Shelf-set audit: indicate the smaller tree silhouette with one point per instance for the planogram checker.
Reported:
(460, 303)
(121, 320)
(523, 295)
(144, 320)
-=-=-
Brief:
Put the lines above into a two-column CSV with the headers text and points. Give one row per labeled line, holding the line's wording and the points listed under it. Put each in a single quoted field and turn line breaks into spaces.

Solved problem:
text,points
"Shelf-set audit: indicate the smaller tree silhouette with one point per instance for the planogram checker. Reported:","(460, 303) (121, 320) (523, 295) (144, 320)"